• Problem to work on
Copy the material from the line with "-- sample [297,476]." through the end of the material, shifting every answer coordinate by -7 and keeping all other lines and numbers as they are.

• Records for this task
####################
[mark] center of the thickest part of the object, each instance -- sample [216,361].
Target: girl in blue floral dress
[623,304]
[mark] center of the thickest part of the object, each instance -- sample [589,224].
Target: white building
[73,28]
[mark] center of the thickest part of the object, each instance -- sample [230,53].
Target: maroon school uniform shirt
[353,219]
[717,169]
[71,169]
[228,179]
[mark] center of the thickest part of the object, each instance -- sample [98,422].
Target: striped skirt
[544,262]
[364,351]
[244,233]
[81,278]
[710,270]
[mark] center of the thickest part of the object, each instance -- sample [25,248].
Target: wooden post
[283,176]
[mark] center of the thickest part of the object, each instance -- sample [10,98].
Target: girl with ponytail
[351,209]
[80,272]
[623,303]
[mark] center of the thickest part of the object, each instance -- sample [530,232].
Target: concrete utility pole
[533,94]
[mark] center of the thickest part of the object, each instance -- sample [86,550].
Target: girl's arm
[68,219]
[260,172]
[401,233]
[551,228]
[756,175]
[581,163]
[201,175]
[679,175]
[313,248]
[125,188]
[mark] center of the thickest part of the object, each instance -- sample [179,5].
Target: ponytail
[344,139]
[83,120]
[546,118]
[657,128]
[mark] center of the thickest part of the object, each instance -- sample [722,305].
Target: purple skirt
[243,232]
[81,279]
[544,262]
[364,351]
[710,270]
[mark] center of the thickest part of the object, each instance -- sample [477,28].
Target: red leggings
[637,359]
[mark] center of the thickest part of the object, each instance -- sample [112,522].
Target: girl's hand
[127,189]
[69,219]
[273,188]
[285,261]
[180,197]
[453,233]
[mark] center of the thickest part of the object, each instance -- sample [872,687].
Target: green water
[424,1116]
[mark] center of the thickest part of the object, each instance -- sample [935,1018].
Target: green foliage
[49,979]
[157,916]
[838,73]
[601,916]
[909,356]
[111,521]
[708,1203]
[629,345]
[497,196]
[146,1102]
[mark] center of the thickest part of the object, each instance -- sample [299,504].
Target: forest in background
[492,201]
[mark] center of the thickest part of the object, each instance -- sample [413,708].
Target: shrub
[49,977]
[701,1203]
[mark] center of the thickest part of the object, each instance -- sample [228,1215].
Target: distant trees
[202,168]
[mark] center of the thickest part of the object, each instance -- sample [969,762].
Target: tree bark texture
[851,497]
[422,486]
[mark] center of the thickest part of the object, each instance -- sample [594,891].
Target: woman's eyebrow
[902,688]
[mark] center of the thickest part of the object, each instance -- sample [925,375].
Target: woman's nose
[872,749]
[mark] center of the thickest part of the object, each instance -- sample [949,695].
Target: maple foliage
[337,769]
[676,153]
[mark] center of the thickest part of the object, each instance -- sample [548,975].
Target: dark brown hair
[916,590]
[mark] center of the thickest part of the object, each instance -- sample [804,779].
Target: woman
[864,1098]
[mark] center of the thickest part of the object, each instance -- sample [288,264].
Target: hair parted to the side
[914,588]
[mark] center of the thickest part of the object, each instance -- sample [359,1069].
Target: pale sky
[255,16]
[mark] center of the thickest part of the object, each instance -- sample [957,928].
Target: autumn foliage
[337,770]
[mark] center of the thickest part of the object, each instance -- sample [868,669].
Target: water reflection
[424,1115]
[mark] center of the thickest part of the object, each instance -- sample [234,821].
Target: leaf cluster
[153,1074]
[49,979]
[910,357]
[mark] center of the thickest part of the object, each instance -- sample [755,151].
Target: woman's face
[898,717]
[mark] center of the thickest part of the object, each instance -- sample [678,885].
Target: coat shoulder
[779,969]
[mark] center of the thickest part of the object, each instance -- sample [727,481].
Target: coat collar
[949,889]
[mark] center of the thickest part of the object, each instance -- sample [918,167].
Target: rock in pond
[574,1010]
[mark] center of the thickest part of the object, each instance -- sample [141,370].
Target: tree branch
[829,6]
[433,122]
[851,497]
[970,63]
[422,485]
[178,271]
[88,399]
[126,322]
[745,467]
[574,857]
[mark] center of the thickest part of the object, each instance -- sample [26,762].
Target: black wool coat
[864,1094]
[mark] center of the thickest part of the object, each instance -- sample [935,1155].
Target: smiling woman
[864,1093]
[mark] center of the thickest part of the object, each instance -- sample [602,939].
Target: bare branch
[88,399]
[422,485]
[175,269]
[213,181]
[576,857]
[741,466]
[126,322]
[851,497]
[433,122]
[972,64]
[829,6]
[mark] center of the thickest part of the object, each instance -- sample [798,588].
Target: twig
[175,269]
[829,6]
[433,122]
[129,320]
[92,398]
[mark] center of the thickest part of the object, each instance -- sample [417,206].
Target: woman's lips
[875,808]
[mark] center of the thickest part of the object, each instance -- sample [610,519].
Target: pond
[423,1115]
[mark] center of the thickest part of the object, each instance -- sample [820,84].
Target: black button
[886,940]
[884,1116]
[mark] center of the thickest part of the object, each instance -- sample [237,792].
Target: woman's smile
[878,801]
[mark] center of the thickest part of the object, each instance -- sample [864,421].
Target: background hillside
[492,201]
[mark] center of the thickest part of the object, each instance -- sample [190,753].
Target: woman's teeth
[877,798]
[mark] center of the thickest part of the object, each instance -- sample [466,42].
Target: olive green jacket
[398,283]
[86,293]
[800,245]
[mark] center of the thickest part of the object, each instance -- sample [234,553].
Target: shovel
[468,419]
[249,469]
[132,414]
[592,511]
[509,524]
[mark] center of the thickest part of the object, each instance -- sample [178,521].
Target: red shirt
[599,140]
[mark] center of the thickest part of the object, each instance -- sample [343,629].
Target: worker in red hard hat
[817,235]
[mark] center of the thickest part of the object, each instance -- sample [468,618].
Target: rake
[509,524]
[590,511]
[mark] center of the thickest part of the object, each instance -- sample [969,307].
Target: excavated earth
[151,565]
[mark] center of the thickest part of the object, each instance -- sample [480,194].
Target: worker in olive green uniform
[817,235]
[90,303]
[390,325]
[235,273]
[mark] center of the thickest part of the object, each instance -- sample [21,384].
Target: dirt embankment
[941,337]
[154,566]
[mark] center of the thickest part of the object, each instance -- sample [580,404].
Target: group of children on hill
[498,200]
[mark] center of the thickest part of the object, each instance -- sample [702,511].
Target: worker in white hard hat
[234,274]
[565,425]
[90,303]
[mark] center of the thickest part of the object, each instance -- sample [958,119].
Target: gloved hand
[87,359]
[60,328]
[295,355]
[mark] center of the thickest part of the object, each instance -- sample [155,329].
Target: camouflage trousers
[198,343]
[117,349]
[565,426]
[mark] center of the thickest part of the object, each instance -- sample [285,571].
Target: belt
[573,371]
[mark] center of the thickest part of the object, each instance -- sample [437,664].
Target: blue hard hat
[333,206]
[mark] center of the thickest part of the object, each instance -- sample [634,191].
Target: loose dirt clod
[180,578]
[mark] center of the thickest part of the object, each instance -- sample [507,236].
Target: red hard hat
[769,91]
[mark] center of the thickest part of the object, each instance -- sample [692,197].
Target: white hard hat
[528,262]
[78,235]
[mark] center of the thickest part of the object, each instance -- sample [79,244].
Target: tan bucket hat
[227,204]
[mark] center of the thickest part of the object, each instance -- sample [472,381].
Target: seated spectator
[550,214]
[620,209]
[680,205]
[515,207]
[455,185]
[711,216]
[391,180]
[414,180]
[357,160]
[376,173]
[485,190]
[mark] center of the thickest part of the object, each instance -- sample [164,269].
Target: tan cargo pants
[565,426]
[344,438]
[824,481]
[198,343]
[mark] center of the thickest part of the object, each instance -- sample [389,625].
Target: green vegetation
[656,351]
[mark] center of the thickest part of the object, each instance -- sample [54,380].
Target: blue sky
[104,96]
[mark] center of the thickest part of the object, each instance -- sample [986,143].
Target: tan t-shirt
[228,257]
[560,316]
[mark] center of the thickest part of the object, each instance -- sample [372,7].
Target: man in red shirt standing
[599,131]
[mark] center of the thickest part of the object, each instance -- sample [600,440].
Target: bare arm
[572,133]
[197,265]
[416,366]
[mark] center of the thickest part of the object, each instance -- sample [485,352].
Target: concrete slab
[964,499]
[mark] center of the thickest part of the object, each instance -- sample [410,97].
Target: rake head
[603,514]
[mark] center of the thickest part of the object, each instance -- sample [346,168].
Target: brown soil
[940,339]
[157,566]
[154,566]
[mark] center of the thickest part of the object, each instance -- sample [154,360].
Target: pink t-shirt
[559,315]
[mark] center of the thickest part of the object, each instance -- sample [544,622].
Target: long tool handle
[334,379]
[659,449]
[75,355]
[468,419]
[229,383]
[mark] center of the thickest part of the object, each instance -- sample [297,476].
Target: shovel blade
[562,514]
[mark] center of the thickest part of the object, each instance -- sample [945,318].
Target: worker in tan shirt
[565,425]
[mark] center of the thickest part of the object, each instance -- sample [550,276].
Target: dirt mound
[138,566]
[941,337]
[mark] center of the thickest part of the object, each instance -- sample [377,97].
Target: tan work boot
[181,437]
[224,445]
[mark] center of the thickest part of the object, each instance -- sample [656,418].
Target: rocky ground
####################
• Complete response
[mark] center of the thickest part of the object, each instance -- sample [297,476].
Target: shovel blade
[555,507]
[mark] center of the thickest part of the object, each instance -- sample [945,318].
Target: worker in tan shirt
[558,418]
[mark] center of the thickest part of the object, each instance -- sample [550,276].
Target: dirt mound
[131,559]
[934,330]
[mark] center of the thickest part of the object, each instance -- sample [377,97].
Target: tan work boot
[174,430]
[217,438]
[mark] center of the thickest part of the object, each instance -- sample [656,418].
Target: rocky ground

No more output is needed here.